To do: Retype the tail of the data exactly, starting at the line containing "Player-tracking tagging: indicate the mannequin" and stopping at the last line.

(Image location labeling entries)

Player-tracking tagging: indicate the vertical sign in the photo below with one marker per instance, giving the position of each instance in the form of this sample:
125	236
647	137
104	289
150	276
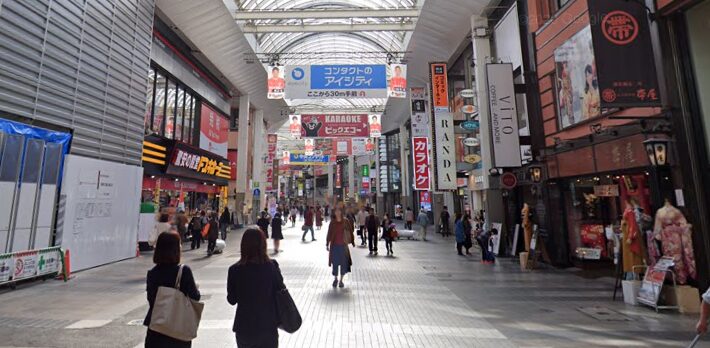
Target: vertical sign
504	115
294	126
420	154
443	119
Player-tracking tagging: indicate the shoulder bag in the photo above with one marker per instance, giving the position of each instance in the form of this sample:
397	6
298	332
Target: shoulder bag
175	314
289	318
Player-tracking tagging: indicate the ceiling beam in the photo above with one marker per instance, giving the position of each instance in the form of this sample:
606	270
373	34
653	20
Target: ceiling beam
321	28
323	13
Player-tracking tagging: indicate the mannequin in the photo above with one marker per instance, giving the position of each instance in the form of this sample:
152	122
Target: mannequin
527	226
631	237
674	232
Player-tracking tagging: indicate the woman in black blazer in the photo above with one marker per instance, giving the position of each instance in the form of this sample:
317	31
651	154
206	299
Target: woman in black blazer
167	263
251	284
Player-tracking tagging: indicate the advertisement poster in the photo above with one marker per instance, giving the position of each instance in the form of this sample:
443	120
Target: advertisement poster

Written solution:
Player-tracking tagging: indicate the mannequin in the photo above with one marker per instance, giving the position of each instance in the form of this sample:
152	122
Target: mannequin
527	226
631	237
674	232
Player-tracking tagging: indicate the woman in black blazer in the photo above with one marker per instance, giving the position of each instance in the form of this sample:
317	31
651	154
206	299
Target: woman in black blazer
167	263
251	284
Player-tracking tagging: indicate the advertisement poster in the photo above with one marker per instance, giving the position of each instance in the form of this sample:
443	120
Target: advertisement poster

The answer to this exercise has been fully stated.